**What the task requires**
Write out the listing below word for word, keeping every line unchanged and in the same order.

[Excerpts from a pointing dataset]
-----
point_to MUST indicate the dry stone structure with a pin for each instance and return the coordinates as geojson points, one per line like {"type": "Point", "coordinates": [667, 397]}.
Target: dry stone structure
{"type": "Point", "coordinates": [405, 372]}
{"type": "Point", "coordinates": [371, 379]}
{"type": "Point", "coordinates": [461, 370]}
-----
**The answer**
point_to MUST indicate the dry stone structure with a pin for each instance and return the coordinates as geojson points, one per line like {"type": "Point", "coordinates": [667, 397]}.
Target: dry stone structure
{"type": "Point", "coordinates": [405, 372]}
{"type": "Point", "coordinates": [371, 379]}
{"type": "Point", "coordinates": [461, 370]}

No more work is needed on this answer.